**Questions à traiter**
A. Relevez tous les organismes et ministères nommés dans le texte sur les polluants émergents.
B. D'après le texte sur les polluants émergents, quelle famille de substances pourrait figurer dans la liste de substances prioritaires ?

**Texte fourni**
+ + + + +

"Pour les polluants émergents dans l'eau, une liste de quatre ou cinq substances prioritaires sera définie et un calendrier de campagne de mesures, qui passeront d'exceptionnelles à cycliques." Tel était l'objectif fixé par la feuille de route issue de la première conférence environnementale en matière de polluants émergents.
L'Agence nationale de sécurité sanitaire de l'alimentation, de l'environnement et du travail (Anses) a publié le 5 août dernier une note technique (1) relative à la mise en œuvre de cet objectif, à la demande des ministères chargés de l'écologie et de la santé. L'enjeu est de retenir des substances chimiques "ubiquitaires", c'est-à-dire présentes dans différents milieux organiques, et présentant un enjeu sanitaire du fait de leur présence dans l'eau destinée à la consommation humaine (EDCH).
Pas un problème insurmontable en matière de traitement des eaux
Il ressort des premiers travaux que les phtalates pourraient figurer dans cette liste. Ce choix présenterait l'avantage d'être en phase avec le programme de travail 2013-2014 de l'Anses, qui prévoit une évaluation des risques sanitaires des perturbateurs endocriniens, dont les phtalates. Une campagne de mesures par le Laboratoire d'hydrologie de Nancy dans les eaux destinées à la consommation humaine et les eaux embouteillées est programmée dans ce cadre. "Ces données seront utiles pour caractériser les expositions dans une approche intégrée tenant compte de la pluralité des voies d'exposition", souligne la note.

+ + + + +

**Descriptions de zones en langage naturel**
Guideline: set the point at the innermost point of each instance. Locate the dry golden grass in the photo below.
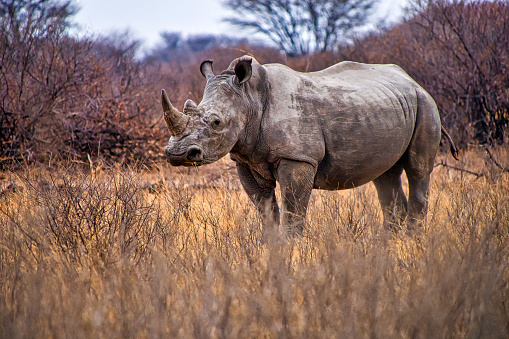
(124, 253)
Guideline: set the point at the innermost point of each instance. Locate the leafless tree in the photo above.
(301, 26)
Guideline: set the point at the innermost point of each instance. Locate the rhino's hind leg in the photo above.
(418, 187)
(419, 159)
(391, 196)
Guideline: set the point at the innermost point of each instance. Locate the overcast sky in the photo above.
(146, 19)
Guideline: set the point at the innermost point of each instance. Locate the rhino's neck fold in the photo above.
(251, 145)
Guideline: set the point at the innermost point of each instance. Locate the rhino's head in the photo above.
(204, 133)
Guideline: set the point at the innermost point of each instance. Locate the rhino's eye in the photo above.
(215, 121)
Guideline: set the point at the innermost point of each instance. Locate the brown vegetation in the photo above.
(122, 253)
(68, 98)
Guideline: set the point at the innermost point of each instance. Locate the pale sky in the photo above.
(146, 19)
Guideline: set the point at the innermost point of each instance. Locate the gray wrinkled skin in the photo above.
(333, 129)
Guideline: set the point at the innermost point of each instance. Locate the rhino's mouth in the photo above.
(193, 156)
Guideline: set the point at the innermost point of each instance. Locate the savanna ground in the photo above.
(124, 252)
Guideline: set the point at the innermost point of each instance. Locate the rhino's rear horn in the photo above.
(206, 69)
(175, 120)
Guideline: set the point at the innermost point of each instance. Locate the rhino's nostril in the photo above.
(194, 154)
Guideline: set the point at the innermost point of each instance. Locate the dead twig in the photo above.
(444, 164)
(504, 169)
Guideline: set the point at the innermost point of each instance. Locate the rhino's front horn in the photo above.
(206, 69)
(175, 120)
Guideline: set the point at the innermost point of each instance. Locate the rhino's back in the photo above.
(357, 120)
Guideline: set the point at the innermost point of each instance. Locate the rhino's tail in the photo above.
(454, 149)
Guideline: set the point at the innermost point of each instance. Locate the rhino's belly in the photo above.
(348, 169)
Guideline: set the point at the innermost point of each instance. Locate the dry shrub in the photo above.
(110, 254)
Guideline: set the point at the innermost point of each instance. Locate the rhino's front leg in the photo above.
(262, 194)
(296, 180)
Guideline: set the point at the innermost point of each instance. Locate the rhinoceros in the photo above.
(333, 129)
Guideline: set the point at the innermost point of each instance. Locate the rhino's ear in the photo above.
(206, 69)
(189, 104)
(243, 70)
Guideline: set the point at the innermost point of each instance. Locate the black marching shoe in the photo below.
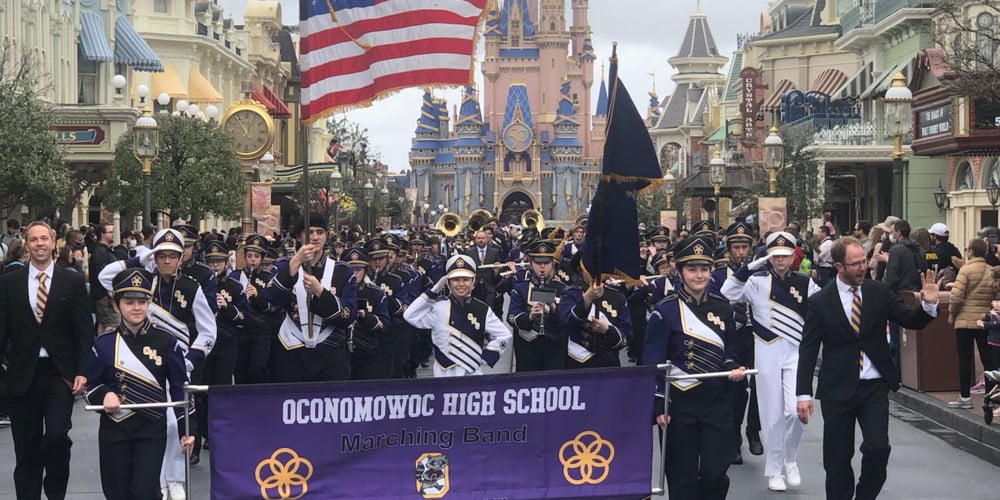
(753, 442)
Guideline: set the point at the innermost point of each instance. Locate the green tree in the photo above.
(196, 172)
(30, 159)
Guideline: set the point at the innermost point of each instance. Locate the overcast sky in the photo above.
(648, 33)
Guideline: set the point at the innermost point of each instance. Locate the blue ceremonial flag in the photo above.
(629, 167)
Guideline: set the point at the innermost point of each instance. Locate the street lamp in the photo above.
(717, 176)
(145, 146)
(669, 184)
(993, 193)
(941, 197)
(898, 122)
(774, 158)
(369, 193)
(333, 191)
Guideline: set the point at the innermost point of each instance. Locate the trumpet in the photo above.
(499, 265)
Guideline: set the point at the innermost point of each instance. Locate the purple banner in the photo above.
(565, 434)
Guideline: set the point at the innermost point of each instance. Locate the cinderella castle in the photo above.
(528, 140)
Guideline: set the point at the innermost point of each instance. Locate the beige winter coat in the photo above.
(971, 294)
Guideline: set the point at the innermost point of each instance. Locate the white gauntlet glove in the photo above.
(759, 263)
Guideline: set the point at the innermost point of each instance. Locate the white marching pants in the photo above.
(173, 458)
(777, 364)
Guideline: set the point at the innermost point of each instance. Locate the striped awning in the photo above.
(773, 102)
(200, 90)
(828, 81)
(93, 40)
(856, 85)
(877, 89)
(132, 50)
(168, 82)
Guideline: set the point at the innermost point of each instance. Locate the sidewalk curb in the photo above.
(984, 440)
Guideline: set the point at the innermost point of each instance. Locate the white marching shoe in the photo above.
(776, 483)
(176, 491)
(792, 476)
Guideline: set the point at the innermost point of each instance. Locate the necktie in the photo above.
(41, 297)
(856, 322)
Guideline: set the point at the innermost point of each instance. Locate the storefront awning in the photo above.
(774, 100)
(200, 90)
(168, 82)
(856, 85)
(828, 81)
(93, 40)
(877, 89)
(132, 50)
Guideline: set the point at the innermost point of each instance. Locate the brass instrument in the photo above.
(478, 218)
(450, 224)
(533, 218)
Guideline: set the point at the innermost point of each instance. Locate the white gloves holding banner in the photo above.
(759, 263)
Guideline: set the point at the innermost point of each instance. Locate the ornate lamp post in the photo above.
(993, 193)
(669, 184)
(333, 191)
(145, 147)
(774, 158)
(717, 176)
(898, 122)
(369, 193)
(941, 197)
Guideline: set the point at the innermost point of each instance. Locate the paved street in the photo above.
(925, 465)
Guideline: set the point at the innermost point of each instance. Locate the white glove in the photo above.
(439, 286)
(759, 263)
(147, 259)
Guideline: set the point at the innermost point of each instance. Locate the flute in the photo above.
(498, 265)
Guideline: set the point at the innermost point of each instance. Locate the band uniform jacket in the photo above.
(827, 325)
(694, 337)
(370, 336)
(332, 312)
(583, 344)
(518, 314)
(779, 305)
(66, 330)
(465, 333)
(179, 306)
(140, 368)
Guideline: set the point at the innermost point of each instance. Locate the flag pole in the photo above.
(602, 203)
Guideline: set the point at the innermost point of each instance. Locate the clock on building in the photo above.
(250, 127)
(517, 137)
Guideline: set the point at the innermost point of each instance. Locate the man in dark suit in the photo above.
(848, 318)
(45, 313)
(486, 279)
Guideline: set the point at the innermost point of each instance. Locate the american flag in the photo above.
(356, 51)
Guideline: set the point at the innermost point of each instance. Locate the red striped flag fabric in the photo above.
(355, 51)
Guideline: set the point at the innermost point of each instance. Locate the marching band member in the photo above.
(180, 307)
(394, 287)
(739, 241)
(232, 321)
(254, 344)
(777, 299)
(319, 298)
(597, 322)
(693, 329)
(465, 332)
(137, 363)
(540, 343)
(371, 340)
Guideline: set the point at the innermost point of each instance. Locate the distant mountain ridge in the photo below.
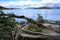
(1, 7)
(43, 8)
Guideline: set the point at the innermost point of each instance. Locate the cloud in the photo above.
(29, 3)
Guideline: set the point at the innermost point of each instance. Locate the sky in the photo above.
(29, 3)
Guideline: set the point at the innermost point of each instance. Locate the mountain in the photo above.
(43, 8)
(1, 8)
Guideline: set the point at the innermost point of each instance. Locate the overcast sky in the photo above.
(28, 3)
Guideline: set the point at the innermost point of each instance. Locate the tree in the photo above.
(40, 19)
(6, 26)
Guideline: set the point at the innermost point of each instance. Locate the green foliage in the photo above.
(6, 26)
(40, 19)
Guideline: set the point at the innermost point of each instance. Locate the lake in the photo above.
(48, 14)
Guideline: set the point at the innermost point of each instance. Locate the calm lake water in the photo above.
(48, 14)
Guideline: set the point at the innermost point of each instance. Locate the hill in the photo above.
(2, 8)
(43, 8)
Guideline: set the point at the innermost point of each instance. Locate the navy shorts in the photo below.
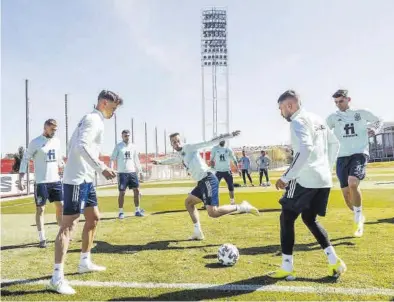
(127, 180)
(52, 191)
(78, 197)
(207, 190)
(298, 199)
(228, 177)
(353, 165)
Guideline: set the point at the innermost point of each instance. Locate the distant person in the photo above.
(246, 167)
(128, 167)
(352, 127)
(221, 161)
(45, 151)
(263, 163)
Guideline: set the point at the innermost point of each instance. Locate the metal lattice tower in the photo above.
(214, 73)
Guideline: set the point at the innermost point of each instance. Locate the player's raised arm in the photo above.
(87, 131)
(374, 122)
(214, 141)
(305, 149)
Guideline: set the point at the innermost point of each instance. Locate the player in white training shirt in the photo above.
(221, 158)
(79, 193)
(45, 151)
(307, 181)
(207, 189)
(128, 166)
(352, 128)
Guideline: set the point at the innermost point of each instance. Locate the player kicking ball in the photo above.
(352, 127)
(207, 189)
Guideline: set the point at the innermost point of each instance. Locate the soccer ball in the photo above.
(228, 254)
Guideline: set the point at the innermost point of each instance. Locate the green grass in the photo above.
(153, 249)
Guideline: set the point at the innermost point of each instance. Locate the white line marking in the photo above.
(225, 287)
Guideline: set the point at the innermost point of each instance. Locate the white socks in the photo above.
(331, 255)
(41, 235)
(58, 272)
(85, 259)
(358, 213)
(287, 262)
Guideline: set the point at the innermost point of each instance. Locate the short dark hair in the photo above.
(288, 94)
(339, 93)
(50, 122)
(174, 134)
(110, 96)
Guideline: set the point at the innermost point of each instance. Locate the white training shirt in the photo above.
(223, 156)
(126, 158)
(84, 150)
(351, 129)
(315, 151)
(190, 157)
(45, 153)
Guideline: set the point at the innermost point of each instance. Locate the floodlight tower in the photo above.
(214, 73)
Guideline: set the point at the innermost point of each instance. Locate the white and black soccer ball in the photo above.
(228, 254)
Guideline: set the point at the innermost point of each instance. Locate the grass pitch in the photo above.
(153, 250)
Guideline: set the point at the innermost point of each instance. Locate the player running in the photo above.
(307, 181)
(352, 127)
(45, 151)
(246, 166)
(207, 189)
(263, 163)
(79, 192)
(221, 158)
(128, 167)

+ + + + +

**Réponses attendues**
A. L'Agence nationale de sécurité sanitaire de l'alimentation, de l'environnement et du travail (Anses), le Laboratoire d'hydrologie de Nancy, le ministère chargé de l'écologie, le ministère chargé de la santé.

B. Les phtalates.